◆ Учебный текст
Сейчас академическая лингвистика в большом долгу перед
народом, ибо никогда не был так велик ее отрыв от практических
задач языкового сохранения и развития. Распространяющаяся
неопозитивистская методология ориентирует, по преимуществу, на регистрирующие
подходы к языку, обходя прогностические решения и созидательные задачи. Но тем
более радостно отметить развитие сравнительной славянской филологии и работы по
практической культуре речи в калининградском университете.
При всем том народное языкотворчество идет у нас своим
чередом, образуя иногда замечательные слова. Так, существительное
"беспредел", ставшее трагическим знаком эпохи, возникло целиком в
поле отечественного словообразования13. Приемы народной транспозиции успешно
сказались в новых значениях традиционных слов "разборка",
"раскрутка", "крутой". И этот народный, живой неологизм
"ужастик", в противовес демонстративному "триллеру".
Воспитание молодежи и самовоспитание народа в любви к
своему языку это постоянная и вечная задача национальной жизни, ибо здоровый
язык - здоровый народ! И решающая роль здесь принадлежит семье, школе, церкви.
Государству в целом. Но при условии их собственного полного соответствия целям
национального процветания. Семья обеспечивает, по преимуществу,
эмоционально-нравственную сторону языкового возвышения. Здоровые
взаимоотношения в семье сами по себе делают невозможной вульгарную лексику,
посягающую как раз на святая святых семьи. Кроме того, в семьях складываются
свои речевые стили, которые могут закрепляться в средствах духовно-родовой
генетики, способствуя общенациональному разговорно-речевому многоцветью. В
семье также формируется ныне почти забытое, но необходимое свойство
человеческого достоинства - его индивидуальное речевое лицо, идиолект. Прав
Д.С.Лихачев, говоря, что "надо больше втягивать семью в изучение своего
языка"14.

◆ Набор записей
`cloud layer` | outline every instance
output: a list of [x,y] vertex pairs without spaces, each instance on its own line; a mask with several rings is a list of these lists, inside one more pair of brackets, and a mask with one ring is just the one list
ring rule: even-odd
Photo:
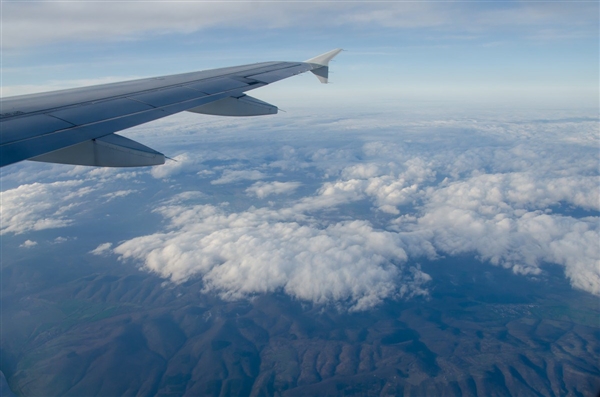
[[[175,283],[201,278],[226,299],[283,292],[363,310],[427,294],[417,264],[455,255],[528,277],[558,264],[573,287],[600,295],[597,121],[511,117],[352,113],[315,123],[300,114],[267,121],[264,132],[254,120],[202,127],[219,135],[190,119],[172,127],[181,144],[165,121],[147,137],[171,144],[179,162],[133,173],[74,168],[66,180],[6,190],[2,230],[82,222],[71,209],[93,188],[100,208],[135,203],[142,232],[115,231],[86,251]],[[26,175],[16,169],[5,180]],[[132,194],[144,190],[153,193]]]

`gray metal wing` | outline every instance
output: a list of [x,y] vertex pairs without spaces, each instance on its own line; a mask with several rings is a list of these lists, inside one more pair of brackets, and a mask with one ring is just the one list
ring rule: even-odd
[[265,62],[3,98],[0,167],[27,159],[104,167],[163,164],[162,153],[112,134],[186,110],[277,113],[277,107],[244,93],[307,71],[326,83],[328,63],[340,51],[306,62]]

◆ Задания
(1) Пожалуйста, приведите фрагмент учебного текста между словами «Сейчас академическая лингвистика» и «в калининградском университете.» включительно, заменив в нем «лингвистика» на «филология».
(2) Перечислите все, кому в учебном тексте отводится решающая роль в воспитании любви к своему языку.
(3) Продолжите учебный текст о родном языке, начав сразу после его последнего предложения.
Записи — отдельный материал, не связанный с учебным текстом.

◆ Ответы к заданиям
(1)
Сейчас академическая филология в большом долгу перед
народом, ибо никогда не был так велик ее отрыв от практических
задач языкового сохранения и развития. Распространяющаяся
неопозитивистская методология ориентирует, по преимуществу, на регистрирующие
подходы к языку, обходя прогностические решения и созидательные задачи. Но тем
более радостно отметить развитие сравнительной славянской филологии и работы по
практической культуре речи в калининградском университете.

(2) Семья, школа, церковь, государство в целом.

(3)
Давно назрела необходимость такой реформы гуманитарного
образования, при которой ведущее место занял бы родной язык в его историческом
развитии и современном состоянии. Ведь приходится признать, что сейчас школа
катастрофически теряет (потеряла!) свое определяющее влияние на
национально-речевой обиход. Обеспечивая интеллектуальную, научную сторону
речевого развития, школа должна на деле вырабатывать у молодежи навыки
национально-языковой ориентации, развивать чутье к высокому родному слову и
формировать способность соответствующих лексических предпочтений. Выработка
навыков грамотного письма, которой в значительной степени подчинено нынешнее
изучение языка в школе, при всей своей важности имеет лишь прикладное значение,
имея в виду, что все болезни языка начинаются
и становятся разрушительными именно в разговорной речи и посредством
ее.
Преподавание родного языка должно осуществляться как ОТКРОВЕНИЕ, а
изучение языка должно становиться для молодежи его мировоззренческим и духовно
формирующим ПОСТИЖЕНИЕМ. Человек должен воспитываться и жить в
ощущении-осознании родного языка как непосредственной жизненной философии и
эстетики, как верного знака всего спасительно-прекрасного в жизни. При этом
старославянский язык необходимо ввести в школьное преподавание. Что же касается
иностранных языков, то молодежь должна просто изучать и владеть ими. Широта языкового
кругозора, понимание нашей общей славянской и индоевропейской природы, а также
мирового многообразия языков в высшей степени благодатны для самоутверждения в
собственной национальной и языковой сущности. Итак,
непосредственным носителем уникального и спасительного феномена, коим является
"пасхальный" тип культуры, является русский язык в его исторически
сложившейся лексике, синтаксисе и голосоведении, и любые посягательства на эти
системообразующие свойства русского языка и речи в результате наивной
безответственности или преднамеренного злого умысла неизбежно ведут к гибельным
последствиям, и не только для русского национального существования, ибо в этом
случае нарушается мировое соотношение сущего и должного, личного и
сверхличного, целесообразного и благодатного.